[Problem requirements]
Using the St Mungo's Church text below, answer these:
1. On the corner of which two streets does the church stand?
2. In what year did the Passionists arrive in Scotland?
3. What is located to the north of the church?

St Mungo's Church is a Roman Catholic Parish Church in the Townhead area of Glasgow, Scotland. It was built in 1841, with later work done on the church in 1877, and designed by George Goldie. It is situated on the corner of Parson Street and Glebe Street, east of St Mungo's Catholic Primary School and west of the Springburn Road. It was founded by the Passionists, is a Gothic Revival church and is a category B listed building.

History
The church was first built in 1841. The architect was George Goldie. He built the church in the Italian Gothic architectural style. Nine years later, the church became the centre of a parish. In 1865, the Passionists arrived in Scotland. They came from Ireland and began to minister to the parish. From St Mungo's Church, the Passionists went out and ministered to Catholics in other parts of Scotland, such as St Joseph's Church in Helensburgh in 1867. In 1877, the church was altered, again to the designs of George Goldie.

In 1899, the parish of St Stephen's Church in Sighthill became part of the same parish as St Mungo's and the Passionists minister to both churches.

Parish
Next to the church, to the east, is St Mungo's Retreat. In addition, to the north is the parish hall that acts as a day centre.

[Record set]
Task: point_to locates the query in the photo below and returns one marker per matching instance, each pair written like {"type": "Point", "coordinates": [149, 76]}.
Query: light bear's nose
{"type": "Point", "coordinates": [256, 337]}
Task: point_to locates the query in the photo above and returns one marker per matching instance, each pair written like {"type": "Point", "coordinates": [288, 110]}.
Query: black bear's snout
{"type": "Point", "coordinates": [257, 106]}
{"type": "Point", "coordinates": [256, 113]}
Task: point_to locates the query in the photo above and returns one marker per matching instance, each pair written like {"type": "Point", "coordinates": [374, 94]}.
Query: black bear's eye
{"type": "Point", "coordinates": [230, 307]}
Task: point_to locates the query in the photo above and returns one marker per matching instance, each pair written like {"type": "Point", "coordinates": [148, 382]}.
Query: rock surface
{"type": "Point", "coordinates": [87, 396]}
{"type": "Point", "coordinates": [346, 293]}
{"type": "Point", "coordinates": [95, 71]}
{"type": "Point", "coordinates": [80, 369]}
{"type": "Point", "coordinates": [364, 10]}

==

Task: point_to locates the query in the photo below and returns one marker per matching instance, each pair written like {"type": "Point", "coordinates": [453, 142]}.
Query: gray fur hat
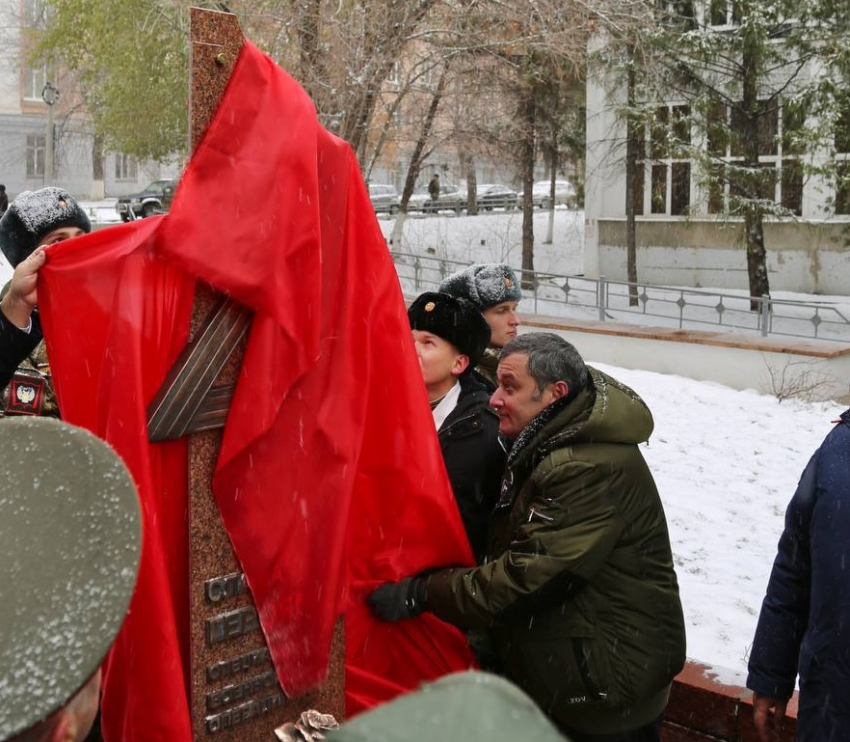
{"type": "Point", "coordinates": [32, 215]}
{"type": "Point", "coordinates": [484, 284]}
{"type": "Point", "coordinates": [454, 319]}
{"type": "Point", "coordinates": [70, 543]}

--

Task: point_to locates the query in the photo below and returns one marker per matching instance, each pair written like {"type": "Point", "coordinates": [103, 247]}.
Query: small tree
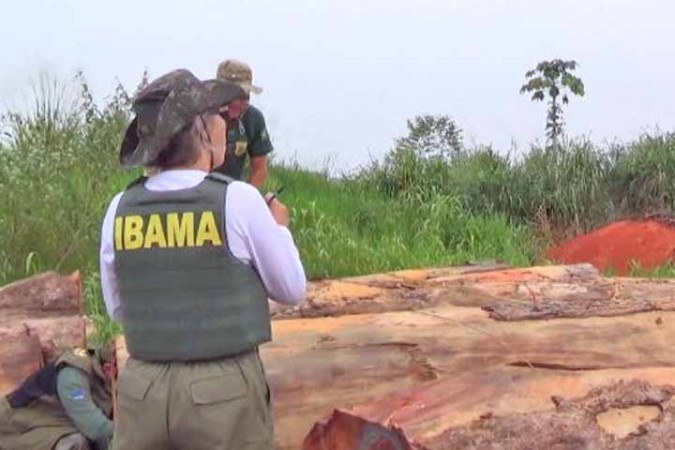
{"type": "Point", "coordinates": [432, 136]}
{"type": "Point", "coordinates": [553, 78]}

[Exercise result]
1. Parson Street and Glebe Street
2. 1865
3. The parish hall, which acts as a day centre